======== DATA RECORDS ========
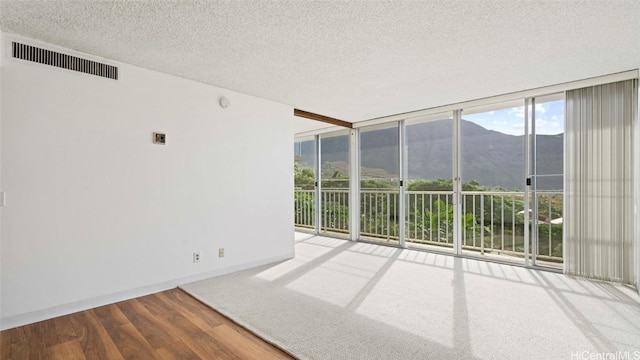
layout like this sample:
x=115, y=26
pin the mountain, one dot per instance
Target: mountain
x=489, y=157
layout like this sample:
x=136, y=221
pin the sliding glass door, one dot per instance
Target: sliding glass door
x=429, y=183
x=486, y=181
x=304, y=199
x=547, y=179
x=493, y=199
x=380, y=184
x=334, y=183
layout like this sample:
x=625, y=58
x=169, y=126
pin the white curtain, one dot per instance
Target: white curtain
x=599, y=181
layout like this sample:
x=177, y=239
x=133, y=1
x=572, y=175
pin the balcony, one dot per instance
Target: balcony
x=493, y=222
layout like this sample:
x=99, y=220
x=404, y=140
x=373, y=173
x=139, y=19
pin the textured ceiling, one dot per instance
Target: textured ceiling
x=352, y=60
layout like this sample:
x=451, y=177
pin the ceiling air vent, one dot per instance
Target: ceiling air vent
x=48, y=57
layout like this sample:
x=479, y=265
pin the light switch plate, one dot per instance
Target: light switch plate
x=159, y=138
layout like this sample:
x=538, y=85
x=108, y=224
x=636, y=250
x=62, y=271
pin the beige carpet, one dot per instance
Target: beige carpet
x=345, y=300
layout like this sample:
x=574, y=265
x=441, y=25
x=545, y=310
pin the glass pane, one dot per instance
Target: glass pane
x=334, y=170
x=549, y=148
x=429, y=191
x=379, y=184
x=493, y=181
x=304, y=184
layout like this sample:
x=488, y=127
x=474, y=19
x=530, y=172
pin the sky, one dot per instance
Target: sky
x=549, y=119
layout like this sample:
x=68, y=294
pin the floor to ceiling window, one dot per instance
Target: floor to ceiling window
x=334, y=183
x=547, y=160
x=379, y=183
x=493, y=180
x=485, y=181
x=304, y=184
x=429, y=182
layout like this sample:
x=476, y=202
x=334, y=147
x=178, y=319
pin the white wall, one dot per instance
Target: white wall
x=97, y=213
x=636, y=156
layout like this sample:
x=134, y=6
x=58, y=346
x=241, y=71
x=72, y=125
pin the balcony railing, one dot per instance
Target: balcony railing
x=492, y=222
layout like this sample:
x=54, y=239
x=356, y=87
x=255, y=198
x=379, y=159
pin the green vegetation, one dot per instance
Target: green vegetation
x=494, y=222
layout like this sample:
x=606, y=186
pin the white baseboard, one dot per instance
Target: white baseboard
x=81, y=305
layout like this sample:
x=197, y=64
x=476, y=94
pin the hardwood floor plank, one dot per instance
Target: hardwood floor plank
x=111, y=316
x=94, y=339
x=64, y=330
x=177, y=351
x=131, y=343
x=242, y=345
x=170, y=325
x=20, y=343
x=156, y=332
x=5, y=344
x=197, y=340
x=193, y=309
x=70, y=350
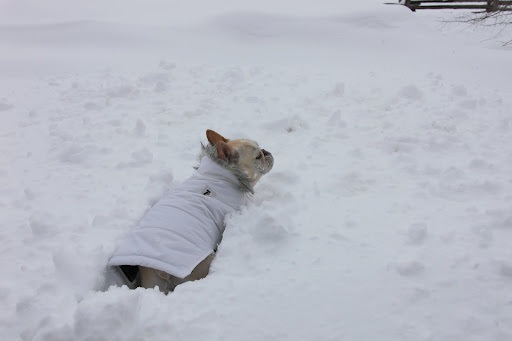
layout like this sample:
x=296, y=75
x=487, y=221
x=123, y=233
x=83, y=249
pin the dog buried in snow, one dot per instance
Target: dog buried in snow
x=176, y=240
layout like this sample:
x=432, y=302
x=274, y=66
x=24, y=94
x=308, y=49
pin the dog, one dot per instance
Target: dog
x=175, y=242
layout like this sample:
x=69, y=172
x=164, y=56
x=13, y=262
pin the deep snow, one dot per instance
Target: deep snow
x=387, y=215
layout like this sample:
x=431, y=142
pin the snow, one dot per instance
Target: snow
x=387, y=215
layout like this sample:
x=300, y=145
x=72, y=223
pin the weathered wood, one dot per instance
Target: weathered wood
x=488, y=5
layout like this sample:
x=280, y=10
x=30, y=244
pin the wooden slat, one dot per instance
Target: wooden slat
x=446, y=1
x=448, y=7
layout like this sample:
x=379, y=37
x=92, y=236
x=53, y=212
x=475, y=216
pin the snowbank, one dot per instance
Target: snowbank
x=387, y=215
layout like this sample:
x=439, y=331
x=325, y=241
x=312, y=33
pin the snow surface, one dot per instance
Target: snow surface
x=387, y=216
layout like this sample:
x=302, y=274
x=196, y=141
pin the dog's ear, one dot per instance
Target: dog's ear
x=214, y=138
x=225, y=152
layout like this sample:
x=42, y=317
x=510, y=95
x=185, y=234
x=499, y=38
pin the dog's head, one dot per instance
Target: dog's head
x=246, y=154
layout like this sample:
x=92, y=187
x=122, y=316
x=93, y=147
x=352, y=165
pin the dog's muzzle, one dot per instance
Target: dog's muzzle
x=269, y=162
========
======== DATA RECORDS ========
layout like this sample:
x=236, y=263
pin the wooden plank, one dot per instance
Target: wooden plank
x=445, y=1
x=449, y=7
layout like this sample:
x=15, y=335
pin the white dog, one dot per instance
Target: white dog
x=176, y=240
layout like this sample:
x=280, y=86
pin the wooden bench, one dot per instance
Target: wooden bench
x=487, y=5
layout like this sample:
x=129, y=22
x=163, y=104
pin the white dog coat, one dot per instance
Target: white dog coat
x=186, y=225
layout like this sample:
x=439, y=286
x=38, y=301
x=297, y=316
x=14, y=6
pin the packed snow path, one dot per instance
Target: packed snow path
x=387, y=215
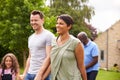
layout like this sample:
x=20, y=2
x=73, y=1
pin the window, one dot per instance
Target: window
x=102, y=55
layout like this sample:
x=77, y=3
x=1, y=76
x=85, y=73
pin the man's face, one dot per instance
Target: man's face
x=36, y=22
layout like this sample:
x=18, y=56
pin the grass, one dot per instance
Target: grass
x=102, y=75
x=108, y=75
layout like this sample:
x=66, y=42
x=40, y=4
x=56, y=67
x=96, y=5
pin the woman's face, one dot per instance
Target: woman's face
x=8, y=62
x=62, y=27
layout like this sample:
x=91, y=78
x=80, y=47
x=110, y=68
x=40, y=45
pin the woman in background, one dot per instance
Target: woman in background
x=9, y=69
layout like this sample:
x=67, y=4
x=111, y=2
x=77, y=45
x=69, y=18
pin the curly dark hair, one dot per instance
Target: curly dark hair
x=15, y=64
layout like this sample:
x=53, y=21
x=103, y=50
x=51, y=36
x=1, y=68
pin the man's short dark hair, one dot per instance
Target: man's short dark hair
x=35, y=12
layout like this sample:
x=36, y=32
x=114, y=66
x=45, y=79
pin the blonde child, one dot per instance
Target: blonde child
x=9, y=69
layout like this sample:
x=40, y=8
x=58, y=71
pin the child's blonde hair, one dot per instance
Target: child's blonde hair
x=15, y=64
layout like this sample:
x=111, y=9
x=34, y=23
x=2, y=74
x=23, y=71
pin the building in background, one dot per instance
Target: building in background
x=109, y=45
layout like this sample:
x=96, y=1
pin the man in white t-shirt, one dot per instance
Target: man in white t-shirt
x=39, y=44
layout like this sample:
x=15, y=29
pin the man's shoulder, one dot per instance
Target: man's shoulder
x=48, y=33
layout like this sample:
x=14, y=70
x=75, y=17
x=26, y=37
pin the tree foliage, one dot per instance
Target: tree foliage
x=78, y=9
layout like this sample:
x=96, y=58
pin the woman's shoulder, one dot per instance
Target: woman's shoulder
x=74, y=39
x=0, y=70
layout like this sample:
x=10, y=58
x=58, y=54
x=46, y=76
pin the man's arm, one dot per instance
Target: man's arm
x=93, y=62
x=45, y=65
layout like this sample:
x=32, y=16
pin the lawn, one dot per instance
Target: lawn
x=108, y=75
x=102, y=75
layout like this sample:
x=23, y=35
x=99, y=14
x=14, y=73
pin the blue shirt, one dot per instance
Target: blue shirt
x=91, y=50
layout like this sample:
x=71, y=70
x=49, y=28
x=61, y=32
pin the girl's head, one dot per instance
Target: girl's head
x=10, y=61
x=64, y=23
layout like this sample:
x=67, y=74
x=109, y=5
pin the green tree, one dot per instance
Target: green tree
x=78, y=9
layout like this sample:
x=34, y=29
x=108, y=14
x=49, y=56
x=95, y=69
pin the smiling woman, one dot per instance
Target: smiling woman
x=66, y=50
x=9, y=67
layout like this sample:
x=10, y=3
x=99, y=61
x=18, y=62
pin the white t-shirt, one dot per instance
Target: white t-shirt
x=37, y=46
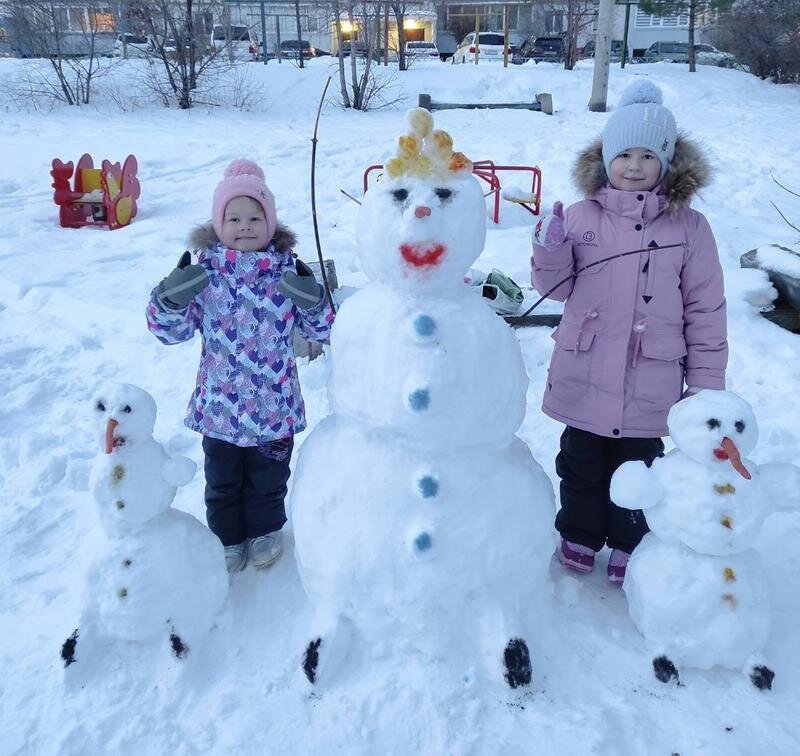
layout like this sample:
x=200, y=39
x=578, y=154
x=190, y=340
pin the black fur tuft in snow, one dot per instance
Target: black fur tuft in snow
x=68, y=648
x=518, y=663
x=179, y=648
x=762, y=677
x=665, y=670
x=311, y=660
========
======== DATA RECORDS ========
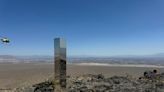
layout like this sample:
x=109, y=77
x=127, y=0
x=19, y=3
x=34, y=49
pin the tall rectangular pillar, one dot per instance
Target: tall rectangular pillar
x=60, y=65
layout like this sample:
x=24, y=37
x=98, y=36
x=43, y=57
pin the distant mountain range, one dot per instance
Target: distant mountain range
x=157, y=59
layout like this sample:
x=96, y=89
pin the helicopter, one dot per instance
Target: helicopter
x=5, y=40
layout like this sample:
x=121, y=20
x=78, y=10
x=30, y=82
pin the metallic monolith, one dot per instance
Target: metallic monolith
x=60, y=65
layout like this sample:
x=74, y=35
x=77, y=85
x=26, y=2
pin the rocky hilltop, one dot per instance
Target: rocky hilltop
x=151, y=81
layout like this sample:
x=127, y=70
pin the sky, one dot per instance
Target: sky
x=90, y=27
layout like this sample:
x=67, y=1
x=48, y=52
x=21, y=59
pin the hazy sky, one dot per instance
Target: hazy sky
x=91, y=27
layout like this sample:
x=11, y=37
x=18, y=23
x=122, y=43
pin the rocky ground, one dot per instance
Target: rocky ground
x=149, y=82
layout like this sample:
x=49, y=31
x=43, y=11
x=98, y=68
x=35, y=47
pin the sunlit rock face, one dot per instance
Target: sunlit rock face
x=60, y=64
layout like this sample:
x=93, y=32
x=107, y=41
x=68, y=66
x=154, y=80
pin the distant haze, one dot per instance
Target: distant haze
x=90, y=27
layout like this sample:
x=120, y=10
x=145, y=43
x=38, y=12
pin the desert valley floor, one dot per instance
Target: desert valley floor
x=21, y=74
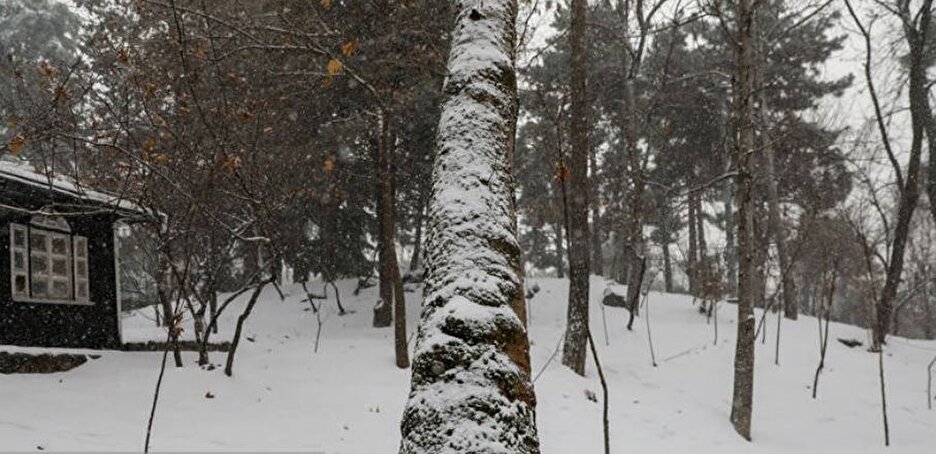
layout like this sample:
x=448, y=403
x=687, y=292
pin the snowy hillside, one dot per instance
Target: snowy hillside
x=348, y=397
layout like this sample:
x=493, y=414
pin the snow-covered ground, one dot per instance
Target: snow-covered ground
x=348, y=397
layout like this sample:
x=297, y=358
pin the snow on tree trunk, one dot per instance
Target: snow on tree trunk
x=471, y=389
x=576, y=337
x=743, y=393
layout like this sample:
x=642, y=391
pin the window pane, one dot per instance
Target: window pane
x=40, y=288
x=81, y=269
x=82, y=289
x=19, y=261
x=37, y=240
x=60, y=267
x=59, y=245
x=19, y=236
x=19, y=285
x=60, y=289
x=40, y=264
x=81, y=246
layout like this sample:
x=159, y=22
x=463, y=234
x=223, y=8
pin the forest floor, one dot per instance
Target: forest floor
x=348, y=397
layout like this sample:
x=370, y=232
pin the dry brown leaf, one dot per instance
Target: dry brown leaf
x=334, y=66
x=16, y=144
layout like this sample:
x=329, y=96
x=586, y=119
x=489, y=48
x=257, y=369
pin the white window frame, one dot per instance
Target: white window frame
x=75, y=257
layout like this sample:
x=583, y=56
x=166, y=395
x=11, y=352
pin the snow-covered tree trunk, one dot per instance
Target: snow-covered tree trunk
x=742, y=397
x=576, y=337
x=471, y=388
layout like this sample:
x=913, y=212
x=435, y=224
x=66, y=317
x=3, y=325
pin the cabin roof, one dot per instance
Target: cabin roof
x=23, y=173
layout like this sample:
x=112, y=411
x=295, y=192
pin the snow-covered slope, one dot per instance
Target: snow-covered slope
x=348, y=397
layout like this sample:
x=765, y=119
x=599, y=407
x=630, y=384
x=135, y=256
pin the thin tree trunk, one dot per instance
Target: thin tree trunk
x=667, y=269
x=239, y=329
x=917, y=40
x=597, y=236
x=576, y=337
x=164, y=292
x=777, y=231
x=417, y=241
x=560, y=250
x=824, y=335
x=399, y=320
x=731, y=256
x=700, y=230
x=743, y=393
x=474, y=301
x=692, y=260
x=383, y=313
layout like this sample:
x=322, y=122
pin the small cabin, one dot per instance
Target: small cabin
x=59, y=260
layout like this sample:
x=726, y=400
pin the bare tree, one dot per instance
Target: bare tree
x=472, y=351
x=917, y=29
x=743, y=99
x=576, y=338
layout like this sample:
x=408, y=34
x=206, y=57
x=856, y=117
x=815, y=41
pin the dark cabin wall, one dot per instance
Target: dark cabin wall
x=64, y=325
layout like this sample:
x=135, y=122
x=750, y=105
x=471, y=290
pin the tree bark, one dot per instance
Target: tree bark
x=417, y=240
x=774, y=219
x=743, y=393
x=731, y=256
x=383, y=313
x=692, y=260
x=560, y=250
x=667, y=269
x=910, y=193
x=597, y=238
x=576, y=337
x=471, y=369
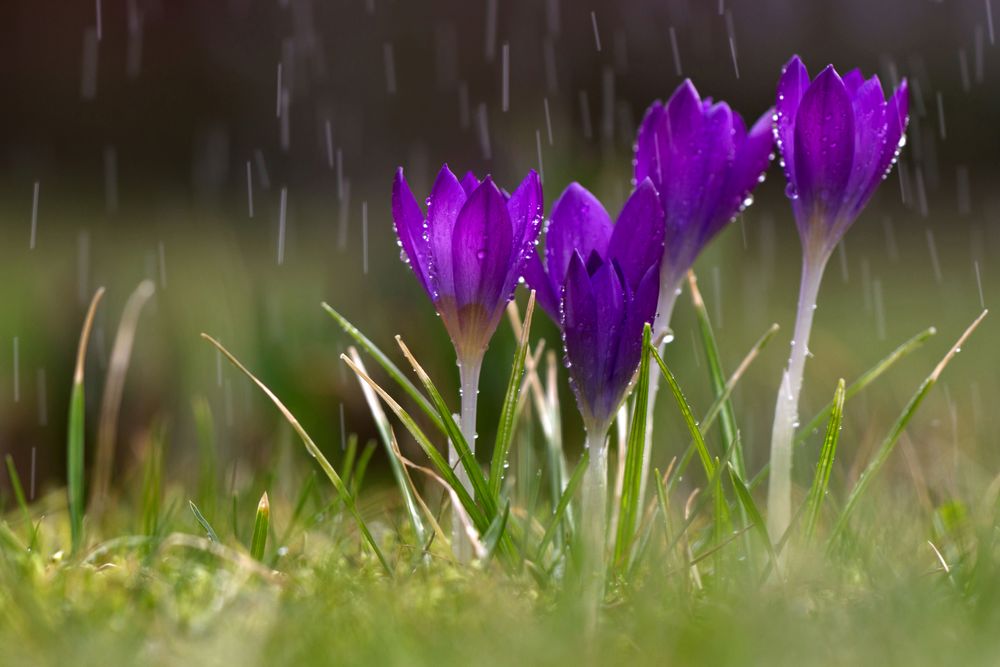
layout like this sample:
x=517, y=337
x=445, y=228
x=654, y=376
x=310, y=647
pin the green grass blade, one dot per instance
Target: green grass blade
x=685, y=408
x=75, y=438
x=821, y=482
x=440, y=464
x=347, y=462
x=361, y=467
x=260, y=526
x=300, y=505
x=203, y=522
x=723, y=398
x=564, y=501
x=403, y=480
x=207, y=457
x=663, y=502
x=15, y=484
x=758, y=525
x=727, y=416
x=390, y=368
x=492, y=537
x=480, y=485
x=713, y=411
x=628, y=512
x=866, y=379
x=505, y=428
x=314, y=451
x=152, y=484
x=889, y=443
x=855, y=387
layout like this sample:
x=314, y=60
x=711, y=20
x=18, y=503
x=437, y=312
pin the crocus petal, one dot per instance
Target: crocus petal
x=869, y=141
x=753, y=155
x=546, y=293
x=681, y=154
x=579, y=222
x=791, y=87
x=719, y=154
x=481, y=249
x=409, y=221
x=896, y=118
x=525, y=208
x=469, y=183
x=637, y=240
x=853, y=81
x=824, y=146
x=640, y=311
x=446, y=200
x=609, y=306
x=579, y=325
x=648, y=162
========
→ STATED PROBLEM:
Pull out every line from the rows above that contains the word "pillar".

→ COMPLETED EXERCISE:
pin the tall rectangular pillar, one dot per instance
Target: tall rectangular pillar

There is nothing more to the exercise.